__Instruction__. Edit the records below so that every "positive clicks" reads "foreground clicks", and leave every other character as it is.

__Records to process__.
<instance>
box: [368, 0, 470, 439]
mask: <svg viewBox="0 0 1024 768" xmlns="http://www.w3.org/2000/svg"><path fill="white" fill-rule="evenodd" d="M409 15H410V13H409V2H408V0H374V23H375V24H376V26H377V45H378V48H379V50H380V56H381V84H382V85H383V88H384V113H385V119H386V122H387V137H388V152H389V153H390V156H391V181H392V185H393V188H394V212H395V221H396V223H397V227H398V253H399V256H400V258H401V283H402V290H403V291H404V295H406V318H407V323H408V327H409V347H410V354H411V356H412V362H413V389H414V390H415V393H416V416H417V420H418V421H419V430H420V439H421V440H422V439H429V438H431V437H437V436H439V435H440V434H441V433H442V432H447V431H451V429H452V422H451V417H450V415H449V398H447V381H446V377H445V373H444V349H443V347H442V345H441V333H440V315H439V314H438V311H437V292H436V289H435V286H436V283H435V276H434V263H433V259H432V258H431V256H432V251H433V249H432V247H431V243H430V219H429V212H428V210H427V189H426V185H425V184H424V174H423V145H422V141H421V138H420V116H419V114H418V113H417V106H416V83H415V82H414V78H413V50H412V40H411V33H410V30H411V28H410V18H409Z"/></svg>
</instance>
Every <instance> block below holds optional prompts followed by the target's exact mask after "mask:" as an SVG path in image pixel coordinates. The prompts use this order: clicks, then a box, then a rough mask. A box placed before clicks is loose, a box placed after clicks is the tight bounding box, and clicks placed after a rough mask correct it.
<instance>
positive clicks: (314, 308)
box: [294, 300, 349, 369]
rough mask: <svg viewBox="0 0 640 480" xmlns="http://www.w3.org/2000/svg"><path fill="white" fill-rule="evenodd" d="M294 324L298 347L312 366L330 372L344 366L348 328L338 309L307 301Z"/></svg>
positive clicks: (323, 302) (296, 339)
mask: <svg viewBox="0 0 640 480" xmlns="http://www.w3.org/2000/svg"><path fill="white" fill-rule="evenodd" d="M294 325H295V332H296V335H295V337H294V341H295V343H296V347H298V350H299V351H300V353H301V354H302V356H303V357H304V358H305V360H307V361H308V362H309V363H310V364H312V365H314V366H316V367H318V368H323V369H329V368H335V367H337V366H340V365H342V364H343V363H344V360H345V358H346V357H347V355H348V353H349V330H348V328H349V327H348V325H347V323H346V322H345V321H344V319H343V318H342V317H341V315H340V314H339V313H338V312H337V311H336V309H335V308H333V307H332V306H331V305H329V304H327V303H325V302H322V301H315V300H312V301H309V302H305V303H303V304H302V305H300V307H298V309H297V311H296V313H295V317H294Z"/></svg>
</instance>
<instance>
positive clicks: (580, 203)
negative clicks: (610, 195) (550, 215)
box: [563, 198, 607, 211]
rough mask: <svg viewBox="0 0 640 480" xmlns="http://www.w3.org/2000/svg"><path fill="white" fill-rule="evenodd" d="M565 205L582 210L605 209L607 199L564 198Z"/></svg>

__Solution__.
<instance>
box: [368, 0, 470, 439]
mask: <svg viewBox="0 0 1024 768" xmlns="http://www.w3.org/2000/svg"><path fill="white" fill-rule="evenodd" d="M409 15H410V13H409V2H408V0H374V23H375V24H376V26H377V45H378V48H379V50H380V56H381V84H382V85H383V88H384V113H385V119H386V122H387V137H388V152H389V153H390V156H391V181H392V185H393V188H394V212H395V221H396V223H397V227H398V253H399V256H400V258H401V283H402V290H403V291H404V295H406V318H407V323H408V327H409V347H410V354H411V356H412V362H413V389H414V390H415V393H416V416H417V420H418V421H419V430H420V439H421V440H422V439H429V438H431V437H437V436H439V435H440V434H441V433H442V432H447V431H451V429H452V422H451V417H450V415H449V398H447V381H446V377H445V373H444V349H443V347H442V345H441V333H440V315H439V314H438V311H437V292H436V289H435V286H436V283H435V276H434V263H433V259H432V258H431V256H432V251H433V249H432V247H431V243H430V219H429V212H428V210H427V189H426V185H425V184H424V174H423V145H422V141H421V138H420V116H419V114H418V113H417V106H416V83H415V82H414V78H413V50H412V40H411V33H410V30H411V28H410V18H409Z"/></svg>
</instance>
Every <instance> block below holds optional prompts followed by the target's exact mask after "mask:" as an SVG path in image pixel coordinates. The prompts use this order: clicks, then a box, then a rough mask. A box placed before clicks is loose, a box placed after clicks is the tight bounding box, and clicks placed after a rough mask correct it.
<instance>
foreground clicks: (314, 308)
box: [294, 300, 349, 369]
rough mask: <svg viewBox="0 0 640 480" xmlns="http://www.w3.org/2000/svg"><path fill="white" fill-rule="evenodd" d="M294 324L298 347L312 366L330 372L344 366L348 328L338 309L307 301Z"/></svg>
foreground clicks: (323, 302) (296, 339)
mask: <svg viewBox="0 0 640 480" xmlns="http://www.w3.org/2000/svg"><path fill="white" fill-rule="evenodd" d="M294 325H295V332H296V335H295V337H294V341H295V343H296V347H298V350H299V351H300V353H301V354H302V356H303V357H304V358H305V360H307V361H308V362H309V363H310V364H312V365H314V366H316V367H318V368H323V369H329V368H335V367H337V366H340V365H342V364H343V363H344V360H345V358H346V357H347V355H348V353H349V330H348V328H349V327H348V325H347V323H346V322H345V321H344V319H343V318H342V317H341V315H340V314H339V313H338V312H337V311H336V309H335V308H333V307H332V306H331V305H329V304H327V303H325V302H322V301H315V300H312V301H309V302H305V303H303V304H302V305H300V307H298V309H297V311H296V313H295V317H294Z"/></svg>
</instance>
<instance>
foreground clicks: (580, 203)
negative clicks: (610, 195) (550, 215)
box: [563, 198, 607, 211]
rough mask: <svg viewBox="0 0 640 480" xmlns="http://www.w3.org/2000/svg"><path fill="white" fill-rule="evenodd" d="M565 205L582 210L605 209L607 199L564 198Z"/></svg>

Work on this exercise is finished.